ELOISA DA SILVA COSTA
(Orientadora)
Resumo: A delação premiada é um instituto empregado na esfera jurídica e atua como uma espécie de “troca de favores” entre o juiz e o réu. Neste instituto, o acusado provê informações referentes ao(s) crime(s) cometido(s), prestando auxílio a fim de colaborar com a solução do mesmo, podendo obter as compensações previstas em lei. Tal instituto tornou-se amplamente conhecido com a chamada Operação Lava-jato, quando houve diversos acordos de delação premiada com repercussão em âmbito nacional. O presente artigo tem como objetivo, através das informações legais e sob o ponto de vista da ética e da moral, apresentar argumentos com relação à constitucionalidade deste instituto jurídico, considerando seus aspectos positivos e negativos, demonstrando a sua finalidade e os benefícios que podem ser concedidos.
Palavras-chave: Delação. Constitucionalidade. Aspectos positivos e negativos.
Abstract: The award-winning delation is an institute used in the legal sphere and acts as a kind of "exchange of favors" between the judge and the defendant. In this institute, the accused provides information regarding the crime(s) committed, providing assistance in order to collaborate with the solution of the same, being able to obtain the compensations provided for by law. This institute became widely known with the so-called Operation Lava-jato, when several plea bargaining agreements took place with nationwide repercussions. This article aims, through legal information and from the point of view of ethics and morals, to present arguments regarding the constitutionality of this legal institute, considering its positive and negative aspects, demonstrating its orientation and the benefits that can be granted.

REGISTROS FORNECIDOS:
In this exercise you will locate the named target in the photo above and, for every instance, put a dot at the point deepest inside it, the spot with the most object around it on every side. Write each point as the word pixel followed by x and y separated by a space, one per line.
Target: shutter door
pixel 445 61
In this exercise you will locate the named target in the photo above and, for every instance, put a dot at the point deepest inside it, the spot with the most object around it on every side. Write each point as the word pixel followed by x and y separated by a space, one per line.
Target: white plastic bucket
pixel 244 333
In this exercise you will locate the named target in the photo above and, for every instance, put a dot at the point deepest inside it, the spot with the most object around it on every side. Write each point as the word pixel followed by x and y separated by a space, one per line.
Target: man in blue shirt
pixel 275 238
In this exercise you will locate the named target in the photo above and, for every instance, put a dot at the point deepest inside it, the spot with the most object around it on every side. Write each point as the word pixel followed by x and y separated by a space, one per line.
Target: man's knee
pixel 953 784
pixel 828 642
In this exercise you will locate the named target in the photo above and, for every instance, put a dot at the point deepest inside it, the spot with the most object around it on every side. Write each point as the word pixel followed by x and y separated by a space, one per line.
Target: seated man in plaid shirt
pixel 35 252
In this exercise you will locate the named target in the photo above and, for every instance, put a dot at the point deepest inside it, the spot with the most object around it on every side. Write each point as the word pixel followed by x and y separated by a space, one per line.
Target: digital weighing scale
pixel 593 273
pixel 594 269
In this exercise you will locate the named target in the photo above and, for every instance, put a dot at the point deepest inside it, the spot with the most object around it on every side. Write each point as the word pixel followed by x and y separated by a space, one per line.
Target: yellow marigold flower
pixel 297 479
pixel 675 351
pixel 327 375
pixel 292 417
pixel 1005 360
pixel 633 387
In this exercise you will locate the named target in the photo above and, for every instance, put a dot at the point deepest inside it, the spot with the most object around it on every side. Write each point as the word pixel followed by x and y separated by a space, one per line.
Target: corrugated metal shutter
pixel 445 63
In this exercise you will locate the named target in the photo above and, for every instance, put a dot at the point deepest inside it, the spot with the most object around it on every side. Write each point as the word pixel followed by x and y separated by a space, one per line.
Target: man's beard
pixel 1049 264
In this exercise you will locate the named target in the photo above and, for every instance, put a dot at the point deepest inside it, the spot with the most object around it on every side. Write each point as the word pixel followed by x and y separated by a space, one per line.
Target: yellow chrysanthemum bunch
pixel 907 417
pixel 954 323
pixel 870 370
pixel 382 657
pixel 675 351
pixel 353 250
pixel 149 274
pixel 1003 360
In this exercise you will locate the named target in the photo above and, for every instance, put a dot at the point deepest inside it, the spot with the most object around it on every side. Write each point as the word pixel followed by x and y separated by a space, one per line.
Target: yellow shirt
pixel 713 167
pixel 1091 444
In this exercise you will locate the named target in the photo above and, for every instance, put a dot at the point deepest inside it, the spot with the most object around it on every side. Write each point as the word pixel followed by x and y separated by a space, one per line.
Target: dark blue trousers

TAREFAS DO EXERCÍCIO:
[1] Reescreva a parte do trecho sobre a delação premiada que vai de "Palavras-chave: Delação. Constitucionalidade." até "can be granted.", substituindo "Constitucionalidade" por "Legalidade".
[2] Dê continuidade ao trecho sobre a delação premiada a partir do ponto em que ele termina.

RESPOSTAS:
[1]
Palavras-chave: Delação. Legalidade. Aspectos positivos e negativos.
Abstract: The award-winning delation is an institute used in the legal sphere and acts as a kind of "exchange of favors" between the judge and the defendant. In this institute, the accused provides information regarding the crime(s) committed, providing assistance in order to collaborate with the solution of the same, being able to obtain the compensations provided for by law. This institute became widely known with the so-called Operation Lava-jato, when several plea bargaining agreements took place with nationwide repercussions. This article aims, through legal information and from the point of view of ethics and morals, to present arguments regarding the constitutionality of this legal institute, considering its positive and negative aspects, demonstrating its orientation and the benefits that can be granted.

[2]
Keywords: Delation. Constitutionality. Positive and negative aspects.
SUMÁRIO: 1. Introdução. 2. Fundamentação teórica. 3. Legislação e concessão de benefícios. 3.1. Momentos para a concessão do acordo. 4. Valor probatório da colaboração premiada. 5. A ética e a moral. 6. Considerações finais. Referências.
1. INTRODUÇÃO
O presente artigo disserta sobre o instituto jurídico denominado de delação premiada, conhecido popularmente como uma troca de favores entre o juiz e o réu. Sucede-se quando o acusado fornece informações importantes sobre o crime ocorrido e delata outros partícipes, informações estas que levam a resultados pertinentes na resolução do crime. Quando o acordo acontece, o juiz pode conceder ao réu, a depender da legislação utilizada, a diminuição da pena em até 2/3 (dois terços), substituição da pena privativa de liberdade por penas restritivas de direitos, cumprimento da pena em regime semiaberto e o perdão judicial.
Segundo Guilherme de Souza Nucci a delação premiada ocorre:
Quando se realiza o interrogatório de um co-réu e este, além de admitir a prática do fato criminoso do qual está sendo acusado, vai além e envolve outra pessoa, atribuindo-lhe algum tipo de conduta criminosa, referente à mesma imputação. (NUCCI, 1997, p. 208).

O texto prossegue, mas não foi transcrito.